• TEXTO FUENTE:

Mi genealogía artística es todo el arte, desde Altamira hasta hoy. Pero mis ídolos son los pintores alemanes de las entreguerras: Otto Dix, Max Beckmann, Ernest Ludwing Kirchner, Emil Nolde. Ahí está mi corazón. Pero claro, vivimos bajo el influjo de otro tirano: Picasso, que lo abarca todo. La nuestra es la era post Picasso. Y todos los trillos él ya los chapeó para que pasáramos. Adoro a David Hockney. Considero a Gerhard Richter el artista más influyente en la pintura contemporánea. Los primitivos flamencos son, a mi entender, los mejores pintores al óleo hasta hoy. Estudio la pintura tradicional asiática. Me gusta el pop, el cómic, el manga, la ilustración y el cine.
De Cuba me encantan las vanguardias del siglo pasado, y de todo eso bebí. De la contemporaneidad del arte nuestro también tengo muchas contaminaciones e influencias. Mis preferidas son las pinturas soviéticas de Poniuán y René Francisco. Muchos cuadros de Carlos Quintana me provocan unos irresistibles deseos de pintar, son como un pequeño tesoro. Pero a pesar de todo esto, muchas veces lo que se encuentra en las antípodas de uno también influye y roza la verdadera genealogía que, en definitiva, es mi biografía y mi obra. Y siempre la pintura.

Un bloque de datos
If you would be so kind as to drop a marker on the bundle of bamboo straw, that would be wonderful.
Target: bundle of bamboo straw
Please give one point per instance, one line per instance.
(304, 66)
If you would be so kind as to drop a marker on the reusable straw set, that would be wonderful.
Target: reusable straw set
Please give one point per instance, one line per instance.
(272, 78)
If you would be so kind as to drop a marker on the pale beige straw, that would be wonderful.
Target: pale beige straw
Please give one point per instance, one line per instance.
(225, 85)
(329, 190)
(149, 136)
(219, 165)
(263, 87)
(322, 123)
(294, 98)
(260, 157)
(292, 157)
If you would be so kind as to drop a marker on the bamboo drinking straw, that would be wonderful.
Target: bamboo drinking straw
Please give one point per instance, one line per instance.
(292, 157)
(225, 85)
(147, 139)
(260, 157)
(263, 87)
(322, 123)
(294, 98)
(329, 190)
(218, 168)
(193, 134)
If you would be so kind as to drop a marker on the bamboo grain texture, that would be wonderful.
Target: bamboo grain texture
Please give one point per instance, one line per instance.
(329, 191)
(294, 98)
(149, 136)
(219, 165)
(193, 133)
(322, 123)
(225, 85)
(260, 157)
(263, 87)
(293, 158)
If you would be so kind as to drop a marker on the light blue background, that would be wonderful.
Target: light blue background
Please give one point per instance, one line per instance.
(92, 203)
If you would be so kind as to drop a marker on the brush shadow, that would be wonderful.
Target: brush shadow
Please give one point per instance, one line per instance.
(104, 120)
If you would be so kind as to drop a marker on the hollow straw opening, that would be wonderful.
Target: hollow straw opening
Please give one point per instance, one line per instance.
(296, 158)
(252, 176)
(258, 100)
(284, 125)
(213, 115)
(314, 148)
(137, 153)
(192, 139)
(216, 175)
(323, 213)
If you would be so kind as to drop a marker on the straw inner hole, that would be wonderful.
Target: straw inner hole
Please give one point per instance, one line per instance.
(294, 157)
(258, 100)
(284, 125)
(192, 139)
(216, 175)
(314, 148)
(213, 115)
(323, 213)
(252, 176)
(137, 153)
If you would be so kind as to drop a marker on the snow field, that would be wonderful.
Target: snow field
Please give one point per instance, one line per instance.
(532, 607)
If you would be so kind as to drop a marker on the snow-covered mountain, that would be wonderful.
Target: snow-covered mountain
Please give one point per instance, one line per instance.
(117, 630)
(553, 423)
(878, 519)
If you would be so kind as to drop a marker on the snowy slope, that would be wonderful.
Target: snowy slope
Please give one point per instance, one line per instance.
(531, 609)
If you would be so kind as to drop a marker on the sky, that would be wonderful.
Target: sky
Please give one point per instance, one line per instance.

• TAREA BREVE:
Di si cada afirmación concuerda con el texto sobre las influencias artísticas. Responde sí o no y cita literalmente las palabras del texto que lo deciden.
1. Según el texto, Gerhard Richter es el artista más influyente en la pintura contemporánea.
2. Los ídolos de quien habla son los pintores franceses de entreguerras.
3. Los primitivos flamencos aparecen como los mejores pintores al óleo hasta hoy.
Los registros son un material independiente del texto.

• SOLUCIÓN:
1. Sí: "Considero a Gerhard Richter el artista más influyente en la pintura contemporánea."
2. No: "mis ídolos son los pintores alemanes de las entreguerras".
3. Sí: "Los primitivos flamencos son, a mi entender, los mejores pintores al óleo hasta hoy."